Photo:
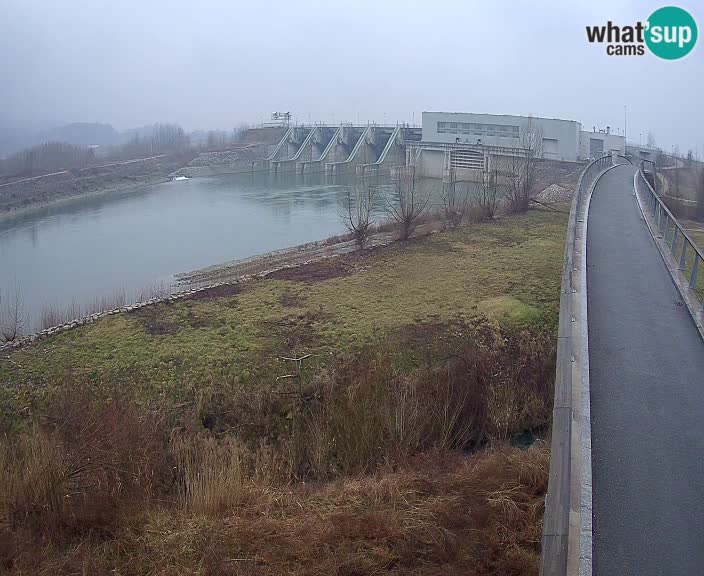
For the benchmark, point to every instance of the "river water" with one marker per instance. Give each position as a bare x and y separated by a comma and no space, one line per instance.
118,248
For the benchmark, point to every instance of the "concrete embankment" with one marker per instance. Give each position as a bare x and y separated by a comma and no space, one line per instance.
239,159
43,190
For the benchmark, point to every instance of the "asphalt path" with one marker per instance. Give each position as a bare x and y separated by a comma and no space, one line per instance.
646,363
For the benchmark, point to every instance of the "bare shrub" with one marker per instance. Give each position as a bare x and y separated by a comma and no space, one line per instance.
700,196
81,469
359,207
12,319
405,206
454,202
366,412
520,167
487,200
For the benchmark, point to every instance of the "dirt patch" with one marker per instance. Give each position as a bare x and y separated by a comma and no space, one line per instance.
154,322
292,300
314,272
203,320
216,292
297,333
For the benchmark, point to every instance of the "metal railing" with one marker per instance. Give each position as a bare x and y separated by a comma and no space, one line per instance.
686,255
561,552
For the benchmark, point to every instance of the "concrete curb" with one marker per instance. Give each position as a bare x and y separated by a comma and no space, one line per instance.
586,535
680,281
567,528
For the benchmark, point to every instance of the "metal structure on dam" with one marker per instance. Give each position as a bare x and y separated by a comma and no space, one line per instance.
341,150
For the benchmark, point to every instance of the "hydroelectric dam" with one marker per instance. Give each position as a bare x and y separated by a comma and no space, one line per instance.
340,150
==============================
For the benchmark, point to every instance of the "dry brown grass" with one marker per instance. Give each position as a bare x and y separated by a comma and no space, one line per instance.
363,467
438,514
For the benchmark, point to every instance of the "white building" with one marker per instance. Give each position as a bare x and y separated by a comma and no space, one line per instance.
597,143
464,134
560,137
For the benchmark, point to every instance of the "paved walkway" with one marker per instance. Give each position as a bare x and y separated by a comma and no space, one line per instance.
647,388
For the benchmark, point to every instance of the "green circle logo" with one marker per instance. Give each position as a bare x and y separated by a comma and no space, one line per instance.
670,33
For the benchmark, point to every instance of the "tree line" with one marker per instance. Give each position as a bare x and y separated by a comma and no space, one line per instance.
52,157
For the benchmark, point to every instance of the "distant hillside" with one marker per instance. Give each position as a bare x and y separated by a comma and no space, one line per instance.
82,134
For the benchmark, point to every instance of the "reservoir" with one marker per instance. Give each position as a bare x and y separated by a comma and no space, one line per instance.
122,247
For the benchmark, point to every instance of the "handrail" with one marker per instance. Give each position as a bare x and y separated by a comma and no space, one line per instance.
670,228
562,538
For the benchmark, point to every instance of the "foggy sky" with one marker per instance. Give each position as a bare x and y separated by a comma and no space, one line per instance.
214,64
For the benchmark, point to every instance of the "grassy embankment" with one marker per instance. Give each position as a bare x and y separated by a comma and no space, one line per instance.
==============================
Please copy out every line above that contains the word "metal", treating uppercase and lowercase as different.

▸ **Response for this exercise**
For the benchmark, point to every instance of the "metal railing" with one marker per instance. Give each position as a bare x and y separated by a comma and no space, one line per instance.
For the benchmark, point to every instance of the "metal structure on dam" with one marker per instance. Give each position as a bare x and y separated by a comma and no space, one line per instance.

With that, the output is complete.